## [TEXT]
□ □ □ □ □
There was a particular scene/quote that felt very affirming for me in regards to how i choose to feel proud about my Black unconventional family structure and my grandmother’s life & legacy that society constantly tells me i should be ashamed of. I teared up at that part lol. it hit deep.
I learned a lot from the film as well as I was affirmed by it, particularly bc my best friend is very familiar with Hartman’s literature and the Black historical figures mentioned, quoted, and featured throughout. i left feeling introspective and “full”.
It was ironic for me that it was shown to a mostly white & nonblack UC Berkeley student audience that almost turned me away at the ticket line saying they “sold out” despite the showing being advertised as free and my friend already waiting in the theater with a seat for me. authentic Blackness behind an ivory tower paywall and antiblack white academic institutions as the guards.
□ □ □ □ □
## [RECORDED INFORMATION]
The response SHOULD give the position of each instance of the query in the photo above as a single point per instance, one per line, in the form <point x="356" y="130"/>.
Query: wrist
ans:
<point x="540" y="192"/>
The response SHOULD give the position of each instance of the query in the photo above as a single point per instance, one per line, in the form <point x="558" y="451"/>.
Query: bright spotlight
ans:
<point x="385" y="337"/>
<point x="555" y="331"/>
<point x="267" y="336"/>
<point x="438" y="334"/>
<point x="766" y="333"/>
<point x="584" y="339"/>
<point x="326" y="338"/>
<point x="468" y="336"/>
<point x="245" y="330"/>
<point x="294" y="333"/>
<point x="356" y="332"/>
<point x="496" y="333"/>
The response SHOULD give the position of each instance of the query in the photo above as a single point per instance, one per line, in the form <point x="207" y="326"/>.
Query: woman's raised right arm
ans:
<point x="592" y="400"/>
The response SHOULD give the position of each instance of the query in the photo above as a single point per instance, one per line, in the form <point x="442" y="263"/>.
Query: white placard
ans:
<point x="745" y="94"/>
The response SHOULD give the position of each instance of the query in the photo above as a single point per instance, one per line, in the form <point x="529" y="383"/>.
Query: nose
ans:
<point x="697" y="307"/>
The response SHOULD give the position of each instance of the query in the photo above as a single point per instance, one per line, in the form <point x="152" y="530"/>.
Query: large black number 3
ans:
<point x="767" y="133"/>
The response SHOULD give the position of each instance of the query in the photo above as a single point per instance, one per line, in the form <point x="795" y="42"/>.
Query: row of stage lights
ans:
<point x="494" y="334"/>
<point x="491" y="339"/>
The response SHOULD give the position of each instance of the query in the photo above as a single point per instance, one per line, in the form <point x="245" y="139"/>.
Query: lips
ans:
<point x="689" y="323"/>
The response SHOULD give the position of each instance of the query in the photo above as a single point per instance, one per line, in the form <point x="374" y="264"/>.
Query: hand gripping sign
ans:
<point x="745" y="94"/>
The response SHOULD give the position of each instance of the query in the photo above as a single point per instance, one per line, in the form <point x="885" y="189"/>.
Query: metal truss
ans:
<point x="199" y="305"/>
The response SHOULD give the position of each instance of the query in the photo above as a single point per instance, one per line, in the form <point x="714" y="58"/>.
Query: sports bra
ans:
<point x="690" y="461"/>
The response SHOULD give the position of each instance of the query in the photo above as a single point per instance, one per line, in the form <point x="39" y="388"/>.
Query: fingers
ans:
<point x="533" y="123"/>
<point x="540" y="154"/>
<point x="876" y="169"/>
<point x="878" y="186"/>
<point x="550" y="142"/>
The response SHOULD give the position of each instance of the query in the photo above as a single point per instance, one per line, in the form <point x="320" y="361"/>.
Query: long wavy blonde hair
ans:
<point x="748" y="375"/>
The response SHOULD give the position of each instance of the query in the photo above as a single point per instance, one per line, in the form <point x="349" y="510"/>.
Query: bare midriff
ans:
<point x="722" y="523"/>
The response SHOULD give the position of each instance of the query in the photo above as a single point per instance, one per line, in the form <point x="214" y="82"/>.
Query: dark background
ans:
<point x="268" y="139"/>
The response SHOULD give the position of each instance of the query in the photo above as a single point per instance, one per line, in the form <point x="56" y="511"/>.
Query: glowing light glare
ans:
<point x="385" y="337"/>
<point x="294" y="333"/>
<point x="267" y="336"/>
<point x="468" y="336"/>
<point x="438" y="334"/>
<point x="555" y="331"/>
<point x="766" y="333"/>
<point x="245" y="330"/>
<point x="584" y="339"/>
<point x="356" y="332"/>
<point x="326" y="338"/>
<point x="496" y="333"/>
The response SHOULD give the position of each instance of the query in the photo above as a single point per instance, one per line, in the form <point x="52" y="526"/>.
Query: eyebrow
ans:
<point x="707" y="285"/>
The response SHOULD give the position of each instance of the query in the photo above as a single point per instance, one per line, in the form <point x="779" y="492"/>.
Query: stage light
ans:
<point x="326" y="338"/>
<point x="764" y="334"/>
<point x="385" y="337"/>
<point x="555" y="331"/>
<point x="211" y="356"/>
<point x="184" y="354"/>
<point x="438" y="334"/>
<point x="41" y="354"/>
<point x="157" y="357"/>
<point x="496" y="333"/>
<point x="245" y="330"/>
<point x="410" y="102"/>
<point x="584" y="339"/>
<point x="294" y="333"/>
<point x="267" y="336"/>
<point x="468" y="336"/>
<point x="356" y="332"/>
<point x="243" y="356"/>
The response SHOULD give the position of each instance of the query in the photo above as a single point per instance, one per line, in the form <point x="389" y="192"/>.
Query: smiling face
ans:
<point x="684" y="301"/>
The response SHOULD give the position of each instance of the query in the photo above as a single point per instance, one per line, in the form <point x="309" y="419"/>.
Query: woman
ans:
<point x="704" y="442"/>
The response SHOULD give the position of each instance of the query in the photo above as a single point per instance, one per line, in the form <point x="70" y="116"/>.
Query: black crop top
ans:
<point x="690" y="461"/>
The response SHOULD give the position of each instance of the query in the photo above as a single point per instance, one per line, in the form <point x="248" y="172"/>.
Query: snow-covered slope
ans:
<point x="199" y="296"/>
□ □ □ □ □
Pick up the review of the film screening after its last sentence and keep writing.

## [REPLY]
it comes out in theaters soon and i recommend everyone, especially Black ppl of the diaspora, see it.
(also this last nonblack woman was the interviewer and when i tell you she was a prime example of liberal white/woc defanging Black art to make it palatable for nonblack audiences or pigeonhole it to please their nonblack donors… this nigga compared his work to fucking Stanley Kubrick and other mainstream white film bro faves! and then had the nerve to “ask” him: “I study fandom and your film showed so many fandoms I’m a part of!” this why i cannot stand white fandom bro you bitches are braindead like that irl! & you’re a professor at a university?!?)